Data entries:
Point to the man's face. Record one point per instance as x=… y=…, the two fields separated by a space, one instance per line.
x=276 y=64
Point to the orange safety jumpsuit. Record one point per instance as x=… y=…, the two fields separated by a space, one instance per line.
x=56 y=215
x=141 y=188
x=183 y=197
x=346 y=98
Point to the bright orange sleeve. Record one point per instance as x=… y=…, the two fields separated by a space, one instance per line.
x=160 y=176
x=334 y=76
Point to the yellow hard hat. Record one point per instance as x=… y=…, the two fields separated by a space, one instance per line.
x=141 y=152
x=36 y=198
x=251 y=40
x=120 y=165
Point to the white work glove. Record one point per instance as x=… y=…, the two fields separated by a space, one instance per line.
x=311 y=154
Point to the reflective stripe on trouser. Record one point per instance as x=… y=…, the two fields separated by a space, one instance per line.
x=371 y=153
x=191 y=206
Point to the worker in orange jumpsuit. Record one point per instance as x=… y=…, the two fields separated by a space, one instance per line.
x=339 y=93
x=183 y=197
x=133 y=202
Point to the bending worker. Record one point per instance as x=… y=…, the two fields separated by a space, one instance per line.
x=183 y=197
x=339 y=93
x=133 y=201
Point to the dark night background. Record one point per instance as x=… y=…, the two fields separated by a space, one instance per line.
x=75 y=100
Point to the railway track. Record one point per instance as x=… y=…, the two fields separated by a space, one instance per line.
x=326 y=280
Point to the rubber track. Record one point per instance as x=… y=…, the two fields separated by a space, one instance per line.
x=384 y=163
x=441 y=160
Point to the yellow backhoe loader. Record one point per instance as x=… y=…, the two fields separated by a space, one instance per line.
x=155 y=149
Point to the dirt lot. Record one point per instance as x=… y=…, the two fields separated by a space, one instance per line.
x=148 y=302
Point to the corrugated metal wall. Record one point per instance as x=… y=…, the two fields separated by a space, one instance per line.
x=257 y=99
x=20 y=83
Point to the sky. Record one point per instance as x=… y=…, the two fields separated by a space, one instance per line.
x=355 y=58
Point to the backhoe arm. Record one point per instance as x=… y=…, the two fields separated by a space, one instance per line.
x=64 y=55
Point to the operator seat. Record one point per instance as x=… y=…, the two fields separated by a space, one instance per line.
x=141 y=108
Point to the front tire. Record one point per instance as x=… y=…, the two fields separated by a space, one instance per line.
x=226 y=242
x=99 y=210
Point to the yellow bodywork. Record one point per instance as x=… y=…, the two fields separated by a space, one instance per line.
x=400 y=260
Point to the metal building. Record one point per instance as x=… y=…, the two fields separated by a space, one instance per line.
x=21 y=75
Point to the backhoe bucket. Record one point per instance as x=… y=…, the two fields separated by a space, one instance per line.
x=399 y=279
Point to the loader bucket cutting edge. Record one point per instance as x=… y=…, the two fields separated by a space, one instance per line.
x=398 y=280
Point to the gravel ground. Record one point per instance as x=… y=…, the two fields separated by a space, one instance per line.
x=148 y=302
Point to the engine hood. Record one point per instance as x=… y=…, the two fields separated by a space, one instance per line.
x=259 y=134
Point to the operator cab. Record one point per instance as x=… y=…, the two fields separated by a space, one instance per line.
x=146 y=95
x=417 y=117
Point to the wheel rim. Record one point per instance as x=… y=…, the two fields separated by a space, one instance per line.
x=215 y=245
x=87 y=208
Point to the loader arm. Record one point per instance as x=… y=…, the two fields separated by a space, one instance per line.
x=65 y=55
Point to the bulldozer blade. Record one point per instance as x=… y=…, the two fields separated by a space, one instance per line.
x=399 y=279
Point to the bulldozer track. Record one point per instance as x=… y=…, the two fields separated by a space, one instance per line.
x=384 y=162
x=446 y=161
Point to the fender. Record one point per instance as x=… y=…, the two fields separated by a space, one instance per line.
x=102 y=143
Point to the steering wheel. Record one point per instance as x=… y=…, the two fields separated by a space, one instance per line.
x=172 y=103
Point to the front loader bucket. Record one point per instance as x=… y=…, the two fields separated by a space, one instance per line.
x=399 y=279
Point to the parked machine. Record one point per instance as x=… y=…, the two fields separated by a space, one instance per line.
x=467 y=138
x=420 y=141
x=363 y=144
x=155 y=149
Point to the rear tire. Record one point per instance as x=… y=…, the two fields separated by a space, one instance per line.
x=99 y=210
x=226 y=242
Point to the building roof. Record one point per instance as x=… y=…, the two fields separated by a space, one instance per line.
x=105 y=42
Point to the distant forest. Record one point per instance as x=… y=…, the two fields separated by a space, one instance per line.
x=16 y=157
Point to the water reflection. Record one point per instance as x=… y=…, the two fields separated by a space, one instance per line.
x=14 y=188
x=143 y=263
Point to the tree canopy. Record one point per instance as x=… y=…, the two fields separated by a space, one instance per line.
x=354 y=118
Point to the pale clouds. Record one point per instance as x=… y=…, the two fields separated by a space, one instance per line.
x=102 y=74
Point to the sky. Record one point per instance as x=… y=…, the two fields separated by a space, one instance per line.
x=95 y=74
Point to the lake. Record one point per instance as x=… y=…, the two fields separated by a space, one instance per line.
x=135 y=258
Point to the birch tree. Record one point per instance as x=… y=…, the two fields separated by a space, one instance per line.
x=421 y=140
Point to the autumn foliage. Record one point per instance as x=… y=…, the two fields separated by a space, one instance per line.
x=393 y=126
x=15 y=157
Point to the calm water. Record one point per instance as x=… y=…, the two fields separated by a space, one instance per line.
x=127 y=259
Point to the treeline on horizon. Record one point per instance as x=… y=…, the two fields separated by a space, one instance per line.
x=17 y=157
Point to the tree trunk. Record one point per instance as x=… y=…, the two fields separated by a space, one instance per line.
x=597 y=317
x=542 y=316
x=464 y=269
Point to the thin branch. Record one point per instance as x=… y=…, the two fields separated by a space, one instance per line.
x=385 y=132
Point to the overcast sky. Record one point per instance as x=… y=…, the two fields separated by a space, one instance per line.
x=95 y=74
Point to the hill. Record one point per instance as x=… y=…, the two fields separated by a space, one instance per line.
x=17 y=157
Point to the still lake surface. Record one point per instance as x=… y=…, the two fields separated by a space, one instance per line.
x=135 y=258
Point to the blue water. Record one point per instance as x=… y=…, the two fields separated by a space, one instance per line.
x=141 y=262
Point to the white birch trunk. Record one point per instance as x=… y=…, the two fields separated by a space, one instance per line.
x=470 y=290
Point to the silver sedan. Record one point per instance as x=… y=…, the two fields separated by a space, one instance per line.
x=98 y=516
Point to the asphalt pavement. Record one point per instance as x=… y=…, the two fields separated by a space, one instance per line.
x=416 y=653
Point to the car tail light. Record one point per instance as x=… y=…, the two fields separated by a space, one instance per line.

Directions: Output every line above without altering anything.

Your response:
Point to the man's face. Record one point per instance as x=… y=…, the two fields separated by a space, one instance per line.
x=276 y=64
Point to the orange safety jumpsuit. Record one point per instance as x=… y=…, the two fields separated by a space, one instance per line.
x=56 y=215
x=141 y=188
x=183 y=197
x=346 y=98
Point to the bright orange sleeve. Record one point per instance as x=… y=…, the two fields separated by a space, one instance per line.
x=160 y=176
x=334 y=76
Point to the yellow hard hat. Record one point per instance as x=… y=…, the two fields separated by a space, one instance per line.
x=141 y=152
x=36 y=198
x=251 y=40
x=120 y=165
Point to the white work glove. Record one point per instance as x=… y=…, the two fields separated by a space, one instance per line.
x=311 y=154
Point to the reflective stripe on trouser. Record one point per instance as x=… y=…, the two fields separated by a space, one instance per line.
x=371 y=153
x=191 y=206
Point to the worker in orange jumpsuit. Record one point per instance as x=… y=…, the two fields separated by a space, one instance per line.
x=339 y=93
x=183 y=197
x=133 y=202
Point to the bending worker. Record one point per instance as x=… y=…, the two fields separated by a space, one instance per line.
x=183 y=197
x=339 y=93
x=133 y=201
Point to the dark night background. Record one point per instance as x=… y=…, the two fields separated by a space, one instance per line.
x=75 y=100
Point to the railway track. Record one point per instance as x=… y=…, the two fields separated by a space, one instance per line.
x=326 y=280
Point to the rubber track. Record one point per instance as x=… y=…, the two fields separated by a space, one instance per line.
x=384 y=163
x=441 y=160
Point to the yellow backhoe loader. Record one point per instance as x=… y=…, the two fields separated by a space, one instance per line.
x=155 y=149
Point to the dirt lot. Record one point per instance as x=… y=…, the two fields separated by a space, one instance per line.
x=148 y=302
Point to the corrugated metal wall. Record one point per instance as x=… y=…, the two fields separated by a space, one instance per line.
x=257 y=99
x=20 y=83
Point to the sky. Record one point per instance as x=… y=…, the two fields separated by a space, one instance per line.
x=355 y=58
Point to the backhoe arm. Record one point per instance as x=… y=…, the two fields separated by a space, one instance per line.
x=64 y=55
Point to the operator seat. Record one point per instance as x=… y=…, the two fields separated by a space, one instance per line.
x=141 y=108
Point to the front tire. Record one point per instance as x=… y=…, the two fields separated by a space, one instance per line.
x=226 y=242
x=99 y=210
Point to the yellow bodywork. Record one point per instance as x=… y=…, the two fields separated by a space, one instance per line.
x=400 y=260
Point to the metal building. Record one point per instance as x=… y=…, the two fields separated by a space, one instance per line.
x=21 y=75
Point to the backhoe bucket. Record one point per instance as x=… y=…, the two fields separated by a space, one instance per line.
x=399 y=279
Point to the loader bucket cutting edge. Record one point per instance as x=… y=…, the two fields separated by a space, one instance per line.
x=398 y=280
Point to the gravel ground. Record one point per instance as x=… y=…, the two fields separated by a space, one instance per line.
x=148 y=302
Point to the engine hood. Record one point per instance as x=… y=…, the two fields separated by a space, one instance per line.
x=259 y=134
Point to the operator cab. Record one point per instance as x=… y=…, the two fields separated by a space, one instance per line.
x=146 y=95
x=417 y=117
Point to the wheel rim. Record one point per instance as x=… y=…, the two fields separated by a space, one instance per line.
x=215 y=245
x=87 y=208
Point to the loader arm. Record one point per instance as x=… y=…, the two fields separated by a space, one instance per line.
x=65 y=55
Point to the bulldozer blade. Record one point per instance as x=… y=…, the two fields separated by a space, one instance per line.
x=399 y=279
Point to the bulldozer track. Record one point per instance as x=… y=…, the two fields separated by a space, one instance per line.
x=384 y=162
x=446 y=161
Point to the fender. Record one point per instance as x=… y=…, the two fields separated by a space, one instance per line.
x=102 y=143
Point to the steering wheel. Record one point per instance as x=… y=…, the two fields separated by a space, one instance per line.
x=172 y=103
Point to the front loader bucket. Record one point per instance as x=… y=…, the two fields separated by a space, one instance per line.
x=399 y=279
Point to the parked machine. Record one point per instance as x=… y=…, the two fields separated by a space, one instance per line.
x=467 y=138
x=420 y=141
x=363 y=144
x=155 y=149
Point to the rear tire. Record one point per instance as x=… y=…, the two fields separated by a space, one instance per line.
x=99 y=210
x=226 y=242
Point to the building roof. Record one point per instance as x=… y=…, the two fields separated by a space, one instance per line.
x=105 y=42
Point to the distant forest. Record one point per instance as x=… y=…, the two fields separated by a space, one instance per line.
x=16 y=157
Point to the water reflection. Record one point per instance as x=… y=…, the two fields separated by a space, one instance per line.
x=14 y=188
x=143 y=263
Point to the tree canopy. Record one point per instance as x=… y=…, the two fields separated by a space, one instance per line.
x=354 y=118
Point to the pale clouds. Record one point per instance as x=… y=…, the two fields separated by a space, one instance per line.
x=102 y=74
Point to the sky. Record one point per instance as x=… y=…, the two fields separated by a space, one instance per line.
x=95 y=74
Point to the lake. Record one point per instance as x=… y=…, the two fields separated by a space, one instance per line.
x=135 y=258
Point to the birch tree. Record one point per instance as x=… y=…, the two fields separated by a space, one instance per line.
x=421 y=140
Point to the autumn foliage. Record one point per instance as x=… y=…, the two fields separated by a space, one instance per line.
x=393 y=126
x=15 y=157
Point to the calm water. Record one point per instance as x=… y=…, the two fields separated by a space, one instance per line.
x=127 y=259
Point to the treeline on horizon. Record one point per instance as x=… y=…, the two fields separated by a space, one instance per line.
x=17 y=157
Point to the tree trunk. Record one point per instance as x=… y=…, the two fields separated by a space, one instance per line.
x=597 y=317
x=542 y=316
x=464 y=269
Point to the thin branch. Record one point per instance as x=… y=…, the two fields separated by a space, one instance per line.
x=385 y=132
Point to the overcast sky. Record one point per instance as x=… y=…, the two fields separated by a space, one instance per line.
x=95 y=74
Point to the hill. Record one point per instance as x=… y=…, the two fields separated by a space, one instance per line.
x=17 y=157
Point to the still lake surface. Record one point per instance as x=… y=…, the two fields separated by a space, one instance per line.
x=135 y=258
Point to the blue water. Record one point per instance as x=… y=…, the two fields separated by a space, one instance per line.
x=141 y=262
Point to the white birch trunk. Record one point per instance as x=… y=…, the two fields separated by a space, one instance per line.
x=470 y=290
Point to the silver sedan. Record one point per instance as x=… y=…, the two fields separated by a space, one instance per line.
x=98 y=516
Point to the asphalt pavement. Record one point per instance as x=… y=…, the two fields separated by a space, one instance per line.
x=416 y=653
Point to the car tail light. Record one point per instance as x=… y=…, the two fields separated by a space, one instance per line.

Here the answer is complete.